INSTRUCTIONS TO FOLLOW
Skip every picture and transcribe the remaining material exactly.

## Begin EXTRACTED RECORDS

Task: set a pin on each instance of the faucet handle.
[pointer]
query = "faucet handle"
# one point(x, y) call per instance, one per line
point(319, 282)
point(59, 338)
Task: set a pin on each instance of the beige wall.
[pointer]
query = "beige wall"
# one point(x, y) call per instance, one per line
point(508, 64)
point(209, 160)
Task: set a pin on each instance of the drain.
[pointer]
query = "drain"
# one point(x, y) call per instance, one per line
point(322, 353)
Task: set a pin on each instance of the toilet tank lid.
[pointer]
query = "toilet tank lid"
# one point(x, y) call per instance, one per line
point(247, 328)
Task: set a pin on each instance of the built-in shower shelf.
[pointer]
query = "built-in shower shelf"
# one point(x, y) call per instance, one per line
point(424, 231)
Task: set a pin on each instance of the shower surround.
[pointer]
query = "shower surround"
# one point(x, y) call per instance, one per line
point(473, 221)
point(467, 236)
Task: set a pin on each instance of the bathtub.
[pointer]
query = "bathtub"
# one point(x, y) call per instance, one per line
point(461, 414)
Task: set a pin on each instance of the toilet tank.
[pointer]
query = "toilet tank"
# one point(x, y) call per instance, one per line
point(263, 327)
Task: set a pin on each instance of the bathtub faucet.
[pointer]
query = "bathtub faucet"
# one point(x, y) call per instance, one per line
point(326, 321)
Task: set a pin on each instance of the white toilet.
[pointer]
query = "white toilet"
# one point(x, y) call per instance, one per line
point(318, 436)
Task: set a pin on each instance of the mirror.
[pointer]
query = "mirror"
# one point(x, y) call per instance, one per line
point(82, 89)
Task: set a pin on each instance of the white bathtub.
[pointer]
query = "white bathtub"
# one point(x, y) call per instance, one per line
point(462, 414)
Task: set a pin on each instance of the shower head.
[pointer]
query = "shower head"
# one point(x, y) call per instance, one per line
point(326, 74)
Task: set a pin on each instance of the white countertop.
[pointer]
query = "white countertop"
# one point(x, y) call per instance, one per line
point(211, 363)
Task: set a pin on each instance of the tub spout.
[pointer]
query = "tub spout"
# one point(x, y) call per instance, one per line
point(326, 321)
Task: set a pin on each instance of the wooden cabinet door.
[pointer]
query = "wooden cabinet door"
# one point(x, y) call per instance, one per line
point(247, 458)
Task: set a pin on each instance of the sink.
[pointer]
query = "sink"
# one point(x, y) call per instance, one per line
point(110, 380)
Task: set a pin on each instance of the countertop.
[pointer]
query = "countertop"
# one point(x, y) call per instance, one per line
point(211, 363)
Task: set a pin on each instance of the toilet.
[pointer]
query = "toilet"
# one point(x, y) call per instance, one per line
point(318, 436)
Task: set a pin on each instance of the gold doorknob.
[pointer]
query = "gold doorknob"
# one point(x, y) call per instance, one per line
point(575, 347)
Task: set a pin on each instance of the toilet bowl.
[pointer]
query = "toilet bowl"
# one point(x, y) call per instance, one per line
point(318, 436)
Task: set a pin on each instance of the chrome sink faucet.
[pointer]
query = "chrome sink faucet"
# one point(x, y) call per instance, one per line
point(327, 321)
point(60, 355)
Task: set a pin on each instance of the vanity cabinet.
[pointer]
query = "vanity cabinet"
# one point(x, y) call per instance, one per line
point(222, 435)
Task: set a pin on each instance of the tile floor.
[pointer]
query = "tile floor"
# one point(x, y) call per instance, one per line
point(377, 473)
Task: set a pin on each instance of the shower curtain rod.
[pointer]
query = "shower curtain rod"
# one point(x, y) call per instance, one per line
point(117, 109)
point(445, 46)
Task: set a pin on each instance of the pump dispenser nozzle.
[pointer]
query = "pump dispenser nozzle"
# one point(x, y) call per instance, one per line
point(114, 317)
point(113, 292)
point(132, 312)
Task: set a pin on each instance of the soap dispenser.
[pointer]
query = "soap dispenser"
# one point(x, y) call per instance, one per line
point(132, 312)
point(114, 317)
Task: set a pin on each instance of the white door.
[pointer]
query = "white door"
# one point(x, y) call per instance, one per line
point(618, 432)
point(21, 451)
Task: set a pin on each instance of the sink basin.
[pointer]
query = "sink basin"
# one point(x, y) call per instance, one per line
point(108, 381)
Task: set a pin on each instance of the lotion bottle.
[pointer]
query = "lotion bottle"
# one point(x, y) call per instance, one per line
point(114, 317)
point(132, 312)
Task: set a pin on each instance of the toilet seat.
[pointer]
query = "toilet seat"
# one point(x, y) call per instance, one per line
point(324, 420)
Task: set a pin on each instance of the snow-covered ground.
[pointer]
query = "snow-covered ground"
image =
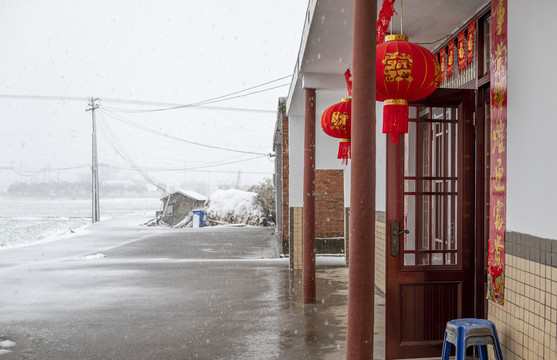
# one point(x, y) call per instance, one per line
point(234, 207)
point(24, 221)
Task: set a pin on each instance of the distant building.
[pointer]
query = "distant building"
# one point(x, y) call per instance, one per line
point(178, 205)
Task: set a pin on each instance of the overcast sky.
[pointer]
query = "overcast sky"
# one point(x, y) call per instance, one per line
point(168, 52)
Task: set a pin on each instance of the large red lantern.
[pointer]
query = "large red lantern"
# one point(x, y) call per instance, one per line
point(335, 122)
point(404, 72)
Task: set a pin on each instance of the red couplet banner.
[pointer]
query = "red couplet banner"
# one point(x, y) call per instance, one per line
point(498, 176)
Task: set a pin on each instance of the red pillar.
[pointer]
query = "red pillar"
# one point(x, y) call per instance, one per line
point(308, 259)
point(361, 279)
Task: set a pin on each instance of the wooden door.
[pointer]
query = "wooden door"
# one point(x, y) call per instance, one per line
point(430, 193)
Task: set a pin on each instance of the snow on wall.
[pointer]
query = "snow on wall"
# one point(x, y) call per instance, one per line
point(531, 171)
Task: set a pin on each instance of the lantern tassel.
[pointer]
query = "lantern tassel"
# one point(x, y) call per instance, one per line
point(395, 118)
point(344, 151)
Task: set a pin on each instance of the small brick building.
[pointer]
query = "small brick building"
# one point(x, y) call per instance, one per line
point(178, 205)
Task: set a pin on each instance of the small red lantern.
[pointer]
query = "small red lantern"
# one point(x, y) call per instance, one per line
point(335, 122)
point(404, 72)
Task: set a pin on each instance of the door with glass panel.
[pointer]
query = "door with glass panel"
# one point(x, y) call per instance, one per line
point(430, 224)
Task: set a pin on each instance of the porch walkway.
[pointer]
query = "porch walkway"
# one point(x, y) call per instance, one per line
point(332, 300)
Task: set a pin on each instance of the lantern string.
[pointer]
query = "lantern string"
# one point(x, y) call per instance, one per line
point(401, 16)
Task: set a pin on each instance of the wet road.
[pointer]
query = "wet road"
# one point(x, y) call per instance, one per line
point(129, 292)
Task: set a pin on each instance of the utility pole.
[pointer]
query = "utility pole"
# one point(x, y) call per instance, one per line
point(93, 104)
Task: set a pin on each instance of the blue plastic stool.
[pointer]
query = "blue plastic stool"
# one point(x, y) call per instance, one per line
point(471, 332)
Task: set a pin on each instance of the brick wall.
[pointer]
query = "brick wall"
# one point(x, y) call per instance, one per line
point(295, 237)
point(329, 203)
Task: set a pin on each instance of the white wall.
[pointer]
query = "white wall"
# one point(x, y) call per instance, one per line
point(532, 119)
point(296, 160)
point(380, 162)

## End EXTRACTED RECORDS

WRITTEN SOLUTION
Task: set a pin on each instance of the faucet handle.
[pointer]
query = "faucet handle"
# one point(x, y) call per instance, one per line
point(319, 282)
point(59, 338)
Task: set a pin on each instance of the beige wall.
[pointer]
query = "beige wall"
# one point(x, y) call per instance, one per line
point(508, 64)
point(209, 160)
Task: set a pin on each instance of the drain.
[pointer]
query = "drain"
# one point(x, y) call per instance, one per line
point(322, 353)
Task: set a pin on each instance of the toilet tank lid.
[pointer]
query = "toilet tank lid"
# one point(x, y) call per instance, one per line
point(247, 328)
Task: set a pin on each instance of the built-in shower shelf.
[pointer]
query = "built-in shower shelf"
# one point(x, y) call per instance, one per line
point(424, 231)
Task: set a pin on each instance of the shower surround.
[pointer]
query = "shower surround"
# one point(x, y) call per instance, one per line
point(473, 221)
point(467, 236)
Task: set a pin on each instance of the bathtub.
[pointer]
query = "bathtub"
# one point(x, y) call per instance, one per line
point(461, 414)
Task: set a pin on each instance of the toilet tank.
[pointer]
query = "toilet tank"
# one point(x, y) call per instance, one per line
point(263, 327)
Task: set a pin on each instance of the bathtub faucet.
[pointer]
query = "bathtub faucet"
# one point(x, y) call per instance, one per line
point(326, 321)
Task: set a pin on each instance of the white toilet.
[pointer]
query = "white toilet"
# one point(x, y) call per instance, one per line
point(318, 436)
Task: set a pin on each instance of the mirror.
[pointer]
query = "mirror"
# one point(x, y) call per instance, one per line
point(82, 89)
Task: set a pin on each instance of the white bathtub.
[pointer]
query = "white bathtub"
# one point(x, y) call per instance, one per line
point(462, 414)
Task: set a pin on each instance of the shower head.
[pointer]
query = "shower head"
# one point(x, y) call per instance, one per line
point(326, 74)
Task: set a pin on each instance of the white countertop.
[pointer]
query = "white countertop"
# one point(x, y) call per instance, one per line
point(211, 363)
Task: set a pin on each instance of the tub spout.
[pointer]
query = "tub spout"
# one point(x, y) call per instance, one per line
point(326, 321)
Task: set a pin on each instance of the wooden cabinet door.
[pointer]
query = "wooden cabinet door"
# one point(x, y) call per instance, one per line
point(247, 458)
Task: set a pin on each instance of the sink.
[pointer]
query = "sink"
# one point(x, y) call per instance, one per line
point(110, 380)
Task: set a pin on each instance of the countertop.
[pointer]
query = "countertop"
# one point(x, y) call per instance, one per line
point(211, 363)
Task: set a pin on each instance of the toilet.
[pointer]
query = "toilet"
# one point(x, y) call per instance, one per line
point(318, 436)
Task: set a pin on each instance of the gold doorknob.
[pointer]
query = "gold doorknob"
# one point(x, y) call per instance, one per line
point(575, 347)
Task: set a pin on each instance of the toilet bowl.
[pointer]
query = "toilet bowl"
# one point(x, y) call per instance, one per line
point(318, 436)
Task: set a pin on each instance of the chrome sink faucet.
[pointer]
query = "chrome sink faucet"
# one point(x, y) call per instance, one per line
point(327, 321)
point(60, 355)
Task: set a pin on each instance of the vanity cabinet.
[pointer]
query = "vanity cabinet"
# one point(x, y) call per instance, one per line
point(222, 435)
Task: set a pin on each instance of the tile floor.
[pointer]
query = "tile floor"
# one point(x, y) call per instance, one per line
point(377, 473)
Task: set a pin on each instance of the shower curtain rod.
[pointer]
query = "shower curtain rod"
# one point(x, y) call per instance, one per line
point(117, 109)
point(445, 46)
Task: set a pin on each instance of the pump dispenser nozzle.
[pointer]
query = "pump dispenser nozzle"
# one point(x, y) call per instance, one per line
point(114, 317)
point(113, 292)
point(132, 312)
Task: set a pin on each instance of the soap dispenser.
[pointer]
query = "soap dispenser"
# one point(x, y) call per instance, one per line
point(132, 312)
point(114, 317)
Task: set a pin on each instance of the white door.
[pointer]
query = "white door"
# one point(x, y) call per instance, one per line
point(618, 432)
point(21, 451)
Task: set a pin on each instance of the sink basin.
[pointer]
query = "sink basin"
# one point(x, y) call per instance, one per line
point(108, 381)
Task: set a pin on each instance of the lotion bottle.
[pointer]
query = "lotion bottle"
# one point(x, y) call per instance, one per line
point(114, 317)
point(132, 312)
Task: set a pin on each instance of the toilet seat.
[pointer]
query = "toilet seat"
# one point(x, y) call per instance, one per line
point(324, 420)
Task: set a pin on each instance of the snow-covered ground.
[pointer]
query = "snow-covered ground"
image =
# one point(x, y) call per instance, one per line
point(234, 207)
point(24, 221)
Task: set a pin on each instance of the distant building.
[pointer]
query = "distant building"
# one point(x, y) call per instance, one per line
point(178, 205)
Task: set a pin on each instance of the overcast sky.
[pointer]
query = "overcast sky"
# one point(x, y) call per instance, one per line
point(168, 52)
Task: set a pin on each instance of the large red lantern.
[pointer]
query = "large red lantern"
# one point(x, y) call per instance, one per line
point(335, 122)
point(404, 72)
Task: set a pin on each instance of the red couplet banner.
[pointer]
query = "red couplet banner"
# one point(x, y) call per instance, one per line
point(498, 176)
Task: set a pin on each instance of the red pillar.
[pointer]
query = "red pillar"
# one point(x, y) call per instance, one per line
point(308, 259)
point(361, 279)
Task: set a pin on each instance of the wooden door.
[pointer]
query = "wooden door"
# one point(x, y) call per instance, one per line
point(430, 193)
Task: set a pin on each instance of the snow on wall.
[pointer]
query = "snow on wall"
# one point(x, y) call per instance, one per line
point(531, 171)
Task: set a pin on each instance of the lantern tassel.
[pointer]
query = "lantern tassel"
# one point(x, y) call per instance, one per line
point(395, 118)
point(344, 151)
Task: set a pin on each instance of the small brick building.
[pointer]
query = "small brick building"
# one point(x, y) call per instance, one per line
point(178, 205)
Task: set a pin on each instance of the small red lantern.
[pointer]
query = "small red lantern"
# one point(x, y) call per instance, one per line
point(335, 122)
point(404, 72)
Task: set a pin on each instance of the door with glass panel.
[pointer]
query = "door with glass panel"
# one point(x, y) call per instance, one per line
point(430, 224)
Task: set a pin on each instance of the porch walkway.
[pointer]
query = "porch walkway"
# one point(x, y) call per instance, one per line
point(332, 300)
Task: set a pin on each instance of the lantern string.
[pointer]
query = "lantern string"
# one point(x, y) call per instance, one per line
point(401, 16)
Task: set a pin on each instance of the wet road.
[pointer]
query = "wet road"
# one point(x, y) call per instance, one per line
point(129, 292)
Task: set a pin on each instance of the utility pole.
[pointer]
query = "utility pole"
# one point(x, y) call per instance, one per line
point(93, 104)
Task: set a pin on each instance of the blue plastic stool.
[pointer]
query = "blue plastic stool"
# one point(x, y) call per instance, one per line
point(471, 332)
Task: set a pin on each instance of the brick wall.
[pointer]
query = "brick wall"
# one point(x, y) call per instance, one per line
point(295, 237)
point(329, 203)
Task: set a pin on each instance of the white wall.
[pointer]
query = "white wall"
# one point(x, y) call per instance, one per line
point(532, 119)
point(296, 160)
point(380, 162)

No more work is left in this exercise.